Work to be completed: All lines below containing "windshield" are to be listed.
-- Opening Marker --
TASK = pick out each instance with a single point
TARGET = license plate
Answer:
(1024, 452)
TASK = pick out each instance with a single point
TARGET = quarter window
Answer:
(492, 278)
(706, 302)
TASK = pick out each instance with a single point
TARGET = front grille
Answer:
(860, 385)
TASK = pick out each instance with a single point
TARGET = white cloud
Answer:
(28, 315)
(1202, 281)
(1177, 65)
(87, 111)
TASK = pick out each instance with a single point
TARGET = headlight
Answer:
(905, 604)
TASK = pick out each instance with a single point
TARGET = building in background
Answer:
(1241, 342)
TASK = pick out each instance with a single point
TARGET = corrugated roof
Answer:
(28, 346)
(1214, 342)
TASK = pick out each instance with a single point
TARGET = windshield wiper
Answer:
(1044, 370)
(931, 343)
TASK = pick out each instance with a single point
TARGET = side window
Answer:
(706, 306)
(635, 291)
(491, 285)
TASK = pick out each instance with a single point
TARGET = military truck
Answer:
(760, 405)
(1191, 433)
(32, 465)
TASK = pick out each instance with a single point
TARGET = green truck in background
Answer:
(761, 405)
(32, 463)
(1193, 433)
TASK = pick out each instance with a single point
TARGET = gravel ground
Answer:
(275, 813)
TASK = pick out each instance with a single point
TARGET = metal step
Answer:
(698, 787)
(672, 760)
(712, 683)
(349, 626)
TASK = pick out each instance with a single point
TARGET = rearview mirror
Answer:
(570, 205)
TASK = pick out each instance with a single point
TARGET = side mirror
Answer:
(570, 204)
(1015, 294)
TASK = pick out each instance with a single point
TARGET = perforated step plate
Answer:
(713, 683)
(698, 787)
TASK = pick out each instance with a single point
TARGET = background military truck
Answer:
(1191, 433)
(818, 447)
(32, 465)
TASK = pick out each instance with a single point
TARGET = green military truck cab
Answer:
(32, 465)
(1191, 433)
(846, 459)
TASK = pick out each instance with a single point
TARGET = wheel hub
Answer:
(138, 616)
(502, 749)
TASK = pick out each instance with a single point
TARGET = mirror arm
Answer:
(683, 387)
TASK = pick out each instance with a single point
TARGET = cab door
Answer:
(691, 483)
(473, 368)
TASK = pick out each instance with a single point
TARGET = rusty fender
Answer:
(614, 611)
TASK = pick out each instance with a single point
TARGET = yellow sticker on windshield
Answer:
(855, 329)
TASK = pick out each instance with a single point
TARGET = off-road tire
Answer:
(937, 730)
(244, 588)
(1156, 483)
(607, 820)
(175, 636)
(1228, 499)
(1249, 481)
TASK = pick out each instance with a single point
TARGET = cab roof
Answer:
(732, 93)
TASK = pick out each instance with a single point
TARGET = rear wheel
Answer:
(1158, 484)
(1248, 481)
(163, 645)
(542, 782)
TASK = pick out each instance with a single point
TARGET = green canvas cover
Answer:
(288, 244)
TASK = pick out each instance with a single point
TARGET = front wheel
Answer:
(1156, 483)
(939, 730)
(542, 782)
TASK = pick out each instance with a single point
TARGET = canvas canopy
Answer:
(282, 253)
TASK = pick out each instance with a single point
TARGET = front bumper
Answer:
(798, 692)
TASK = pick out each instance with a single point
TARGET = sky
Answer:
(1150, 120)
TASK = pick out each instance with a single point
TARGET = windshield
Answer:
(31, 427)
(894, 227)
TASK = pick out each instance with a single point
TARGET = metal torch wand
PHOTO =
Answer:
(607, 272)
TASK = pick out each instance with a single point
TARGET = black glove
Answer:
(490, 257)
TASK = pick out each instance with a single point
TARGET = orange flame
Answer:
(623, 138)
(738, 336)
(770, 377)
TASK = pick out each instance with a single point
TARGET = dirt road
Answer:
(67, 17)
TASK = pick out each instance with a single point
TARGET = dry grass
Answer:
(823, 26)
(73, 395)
-- Closing Marker --
Response:
TARGET = windshield wiper
TARGET = yellow sticker on windshield
TARGET = windshield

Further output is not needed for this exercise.